● **Sezione del documento**:
_ _ _ _
L’imprenditore: “Prevenzione deve essere per tutti. E’ vero siamo privilegiati ma ci sono cose per le quali centro, destra e sinistra dovrebbero essere uniti e una è il diritto alla salute”

Flavio Briatore - (Fotogramma)
Flavio Briatore – (Fotogramma)

Pasqua “bello tranquillo a casa” per Flavio Briatore, che in un’intervista al ‘Corriere della Sera’ si racconta dopo l’operazione subita per l’asportazione di un tumore benigno al cuore. “Ho preso uno spavento. Ero andato al San Raffaele per un check up concordato da tempo”, dice, confessando che il pensiero che più lo angosciava dopo la diagnosi era “Lasciare mio figlio: ha solo 14 anni, è ancora piccolo”. E infatti, ricevuta la diagnosi il 14 marzo, ha rimandato l’intervento di qualche giorno proprio per non mancare al compleanno del figlio: “Il 18 era il compleanno di Nathan Falco. L’ho festeggiato con la madre, il mattino dopo sono tornato al San Raffaele: alle 14 mi hanno operato”.

Alla domanda se abbia temuto di morire sotto i ferri, Briatore risponde con un elogio della sanità italiana: “In questi casi sei un po’ fatalista. La sanità italiana ha centri di eccellenza a livello internazionale, con i migliori chirurghi al mondo. Quando hai la vita in mano a gente così preparata quello che succede è un po’ il tuo destino. In un’operazione a cuore aperto non puoi farci nulla, devi essere ottimista per forza: è la testa che ti aiuta a guarire”.
_ _ _ _
Voci salvate
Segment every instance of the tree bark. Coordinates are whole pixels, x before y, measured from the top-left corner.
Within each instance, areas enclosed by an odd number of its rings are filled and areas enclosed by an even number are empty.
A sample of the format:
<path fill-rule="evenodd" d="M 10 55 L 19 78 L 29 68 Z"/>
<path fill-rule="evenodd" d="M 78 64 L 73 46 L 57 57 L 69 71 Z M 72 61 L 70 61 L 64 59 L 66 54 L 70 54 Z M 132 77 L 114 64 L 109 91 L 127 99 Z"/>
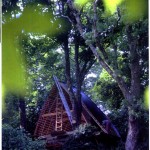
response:
<path fill-rule="evenodd" d="M 26 109 L 25 100 L 19 98 L 19 112 L 20 112 L 20 128 L 26 129 Z"/>
<path fill-rule="evenodd" d="M 81 77 L 80 77 L 80 67 L 79 67 L 79 37 L 76 33 L 75 35 L 75 66 L 76 66 L 76 83 L 77 83 L 77 91 L 76 91 L 76 100 L 77 100 L 77 125 L 81 123 L 81 112 L 82 112 L 82 104 L 81 104 Z"/>
<path fill-rule="evenodd" d="M 72 89 L 72 82 L 71 82 L 71 75 L 70 75 L 70 57 L 69 57 L 69 48 L 68 48 L 68 36 L 64 38 L 63 48 L 65 51 L 65 74 L 67 80 L 67 87 L 69 91 L 69 96 L 72 102 L 72 109 L 73 109 L 73 127 L 77 126 L 77 111 L 78 111 L 78 103 L 76 101 L 73 89 Z"/>
<path fill-rule="evenodd" d="M 68 0 L 67 2 L 68 2 L 69 8 L 73 11 L 74 17 L 76 19 L 76 27 L 77 27 L 79 33 L 81 34 L 81 36 L 83 37 L 83 39 L 85 39 L 79 13 L 75 9 L 73 2 L 71 0 Z M 94 28 L 96 31 L 96 24 L 95 24 Z M 128 36 L 128 40 L 130 43 L 129 48 L 130 48 L 130 54 L 131 54 L 131 86 L 128 86 L 125 83 L 124 79 L 121 76 L 119 76 L 114 70 L 112 70 L 110 68 L 110 66 L 105 61 L 105 57 L 103 59 L 99 55 L 94 44 L 89 44 L 88 46 L 91 48 L 93 54 L 98 59 L 100 65 L 116 80 L 125 99 L 129 103 L 129 106 L 128 106 L 128 110 L 129 110 L 129 112 L 128 112 L 128 114 L 129 114 L 128 135 L 127 135 L 125 145 L 126 145 L 126 150 L 136 150 L 139 132 L 140 132 L 139 131 L 139 121 L 138 121 L 138 118 L 135 117 L 135 115 L 132 114 L 131 112 L 132 111 L 134 113 L 136 112 L 135 108 L 137 106 L 137 102 L 138 102 L 139 96 L 140 96 L 140 68 L 139 68 L 139 59 L 138 59 L 136 44 L 135 44 L 135 41 L 132 40 L 131 34 L 129 34 L 129 33 L 131 33 L 130 27 L 128 28 L 128 31 L 129 32 L 127 32 L 127 36 Z M 96 34 L 96 32 L 95 32 L 95 34 Z M 134 100 L 135 100 L 135 103 L 134 103 Z M 135 106 L 132 107 L 132 105 L 133 106 L 135 105 Z"/>
<path fill-rule="evenodd" d="M 137 150 L 138 149 L 138 138 L 140 133 L 139 121 L 133 115 L 129 115 L 128 119 L 128 134 L 125 143 L 126 150 Z"/>
<path fill-rule="evenodd" d="M 131 68 L 131 99 L 129 110 L 129 119 L 128 119 L 128 135 L 126 139 L 126 150 L 137 150 L 138 149 L 138 138 L 140 135 L 140 124 L 139 118 L 134 114 L 140 111 L 138 106 L 138 101 L 140 99 L 141 90 L 140 90 L 140 65 L 139 65 L 139 56 L 137 53 L 137 42 L 136 39 L 132 36 L 132 26 L 127 27 L 127 38 L 128 46 L 130 50 L 130 68 Z M 132 112 L 132 113 L 131 113 Z M 134 113 L 134 114 L 133 114 Z"/>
_ _ _ _
● **Requisiti del compito**: Prosegui l'articolo sull'operazione al cuore di Flavio Briatore, riprendendo subito dopo la sua ultima frase.

● **Risposta**:
All’appello per la prevenzione lanciato dall’imprenditore dopo l’intervento, c’è chi ha risposto che la prevenzione è roba da ricchi. “È vero – ammette – siamo dei privilegiati. Dovremmo tutti poter fare i check up. Ci sono cose per le quali centro, destra e sinistra dovrebbero essere uniti e una è il diritto alla salute”.

E a chi lo ha accusato non pagare le tasse in Italia, ma di essere venuto a curarsi qui, replica: “Sono i soliti. Intanto per curarmi a Milano ho pagato, non l’ho fatto gratis. E l’ho scelto perché pur avendo vissuto in America, a Londra, in Francia, il livello degli ospedali italiani resta il più alto”. Le tasse “le pago anche in Italia, esattamente come le pago in tutti i Paesi nei quali ho delle attività. Mi sono trasferito a Monte Carlo dieci anni fa, ma in Italia non vivo da 40 anni: da allora non ho più un conto corrente italiano! A Monaco ho 350 dipendenti, a Londra 200, li ho a Riad e a Dubai. In Italia spero di poterne assumere presto altri”.